=== DOCUMENT TEXT ===

-------

Daimler says these milestones demonstrate the company’s strong commercial vehicle legacy in the NAFTA region. Daimler Trucks North America (DTNA) can look back on a rich history of continuous innovation, during which its trucks have become the economic backbone across the continent. Since their founding days in 1942 respectively 1967, Freightliner and Western Star have put a total of about 3,200,000 trucks on the road. In the first half of 2017, Daimler Trucks has brought 42,300 units to market. DTNA leads the market in Classes 6-8 with a market share of 40.2 percent in the NAFTA region–a testament to the high popularity its trucks enjoy with its customers.
“We have a portfolio of brands that, while very diverse, share a strong legacy of innovation and customer focus. In the past decades we have strengthened our position as the undisputed market leader–and as we celebrate our past, we’re looking forward to building even more perfect trucks in the future,” says Roger Nielsen, president and CEO of DTNA.
In the year of its 75th birthday, Freightliner has started production of its flagship truck, the new Cascadia. Freightliner says the truck is its most connected ever, setting industry standards in connectivity solutions. It is also its safest and most efficient Freightliner truck to date. With fuel efficiency of up to eight percent and even higher operating times, DTNA says the total cost of ownership is at an all-time low for customers. Daimler’s investment of around $300 million is paying off: Currently, over half of the class 8 orders are for new Cascadia. And it is expected that there will be a further significant increase as additional variants are rolled out throughout the rest of this year. The company says Freightliner offers the most connected truck fleet available–powered by the Truck Data Center, a hardware box integrated in every truck that provides communications capabilities for telematics systems. Today, over 275,000 of DTNA’s trucks in North America are already online.
The drive to innovate is part of Freightliner’s DNA, the company says. recalling its earliest beginnings: When founder Leland James could not find a truck powerful enough to meet conditions in the western United States, he decided to simply build his own. Indeed, the past 75 years have been a story of ‘firsts’: Freightliner was first to launch an all-aluminum cab in 1942, revolutionized the industry in 1987 by offering an integrated sleeper cab with a raised roof, and in 2015, put the first licensed, fully autonomous truck on American highways: the Inspiration Truck.
Additionally, with its recently launched 5700XE, the most fuel-efficient Western Star truck to date, and the 6900 Multi-Body-Transformer (MBT), Western Star is gaining strong momentum in its anniversary year. Daimler says Western Star trucks have become the benchmark for ultimate toughness–tough enough even to garner the Model 5700 a leading role in a popular movie franchise–while at the same time guaranteeing customers an exceptional driving experience.
Western Star traces its roots back 50 years to the Canadian logging and mining industries. The brand has since established itself as the premier vocational and over-the-road heavy duty truck manufacturer in the region. From the beginning, each Western Star truck has been built by hand, ensuring that every truck can be highly customized for each specific use case. Western Star can therefore offer trucks for a wide array of jobs, such as construction, the oil and gas industries, and mining. This approach is reflected in its diverse product line-up including a wide choice of axle, hood and sleeper configurations, the company says.
Freightliner and Western Star are not alone in celebrating anniversaries: In 2016, DTNA already celebrated 100 years of its bus brand Thomas Built Buses, well known for its iconic yellow school buses. And next year, the DTNA-owned Detroit Diesel Corporation (DDC) will have been providing industry leading engines to the commercial vehicle industry for 80 years, the company says.

-------

(Natural language region descriptions)

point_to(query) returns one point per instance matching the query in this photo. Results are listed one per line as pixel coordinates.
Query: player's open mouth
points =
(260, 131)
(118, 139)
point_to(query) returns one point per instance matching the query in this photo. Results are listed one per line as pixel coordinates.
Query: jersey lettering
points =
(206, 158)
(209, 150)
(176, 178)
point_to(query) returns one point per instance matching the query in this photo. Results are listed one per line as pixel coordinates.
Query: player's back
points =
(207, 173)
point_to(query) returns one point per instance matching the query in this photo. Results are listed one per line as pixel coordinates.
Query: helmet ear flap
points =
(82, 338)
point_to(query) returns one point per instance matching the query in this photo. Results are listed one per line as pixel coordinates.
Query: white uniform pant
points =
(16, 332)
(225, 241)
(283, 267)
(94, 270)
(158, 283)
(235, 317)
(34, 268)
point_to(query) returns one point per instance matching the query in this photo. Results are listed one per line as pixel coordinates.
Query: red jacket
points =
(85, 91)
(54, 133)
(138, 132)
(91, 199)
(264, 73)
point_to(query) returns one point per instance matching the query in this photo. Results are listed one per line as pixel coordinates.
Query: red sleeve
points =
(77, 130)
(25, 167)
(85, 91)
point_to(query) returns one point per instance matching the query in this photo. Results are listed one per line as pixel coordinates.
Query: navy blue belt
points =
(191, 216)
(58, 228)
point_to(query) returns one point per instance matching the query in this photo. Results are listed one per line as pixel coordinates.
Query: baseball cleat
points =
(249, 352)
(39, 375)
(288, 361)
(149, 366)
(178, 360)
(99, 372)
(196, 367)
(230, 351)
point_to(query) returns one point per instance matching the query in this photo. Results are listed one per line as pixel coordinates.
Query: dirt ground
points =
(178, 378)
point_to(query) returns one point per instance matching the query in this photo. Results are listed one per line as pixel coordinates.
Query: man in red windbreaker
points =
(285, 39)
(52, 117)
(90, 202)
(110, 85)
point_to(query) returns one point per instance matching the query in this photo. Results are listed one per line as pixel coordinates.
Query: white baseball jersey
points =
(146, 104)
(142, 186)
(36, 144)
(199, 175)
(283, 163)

-------

=== WORK TO COMPLETE ===
**1)** From the Daimler trucks article, write out the passage starting with "Western Star traces" and going on through "configurations, the company says.".
**2)** List each "first" that the Daimler trucks article credits to Freightliner, with the year it gives for each.

=== SOLUTIONS TO THE PROBLEMS ===
**1)**
Western Star traces its roots back 50 years to the Canadian logging and mining industries. The brand has since established itself as the premier vocational and over-the-road heavy duty truck manufacturer in the region. From the beginning, each Western Star truck has been built by hand, ensuring that every truck can be highly customized for each specific use case. Western Star can therefore offer trucks for a wide array of jobs, such as construction, the oil and gas industries, and mining. This approach is reflected in its diverse product line-up including a wide choice of axle, hood and sleeper configurations, the company says.

**2)**
- First to launch an all-aluminum cab (1942)
- Offered an integrated sleeper cab with a raised roof (1987)
- Put the first licensed, fully autonomous truck on American highways, the Inspiration Truck (2015)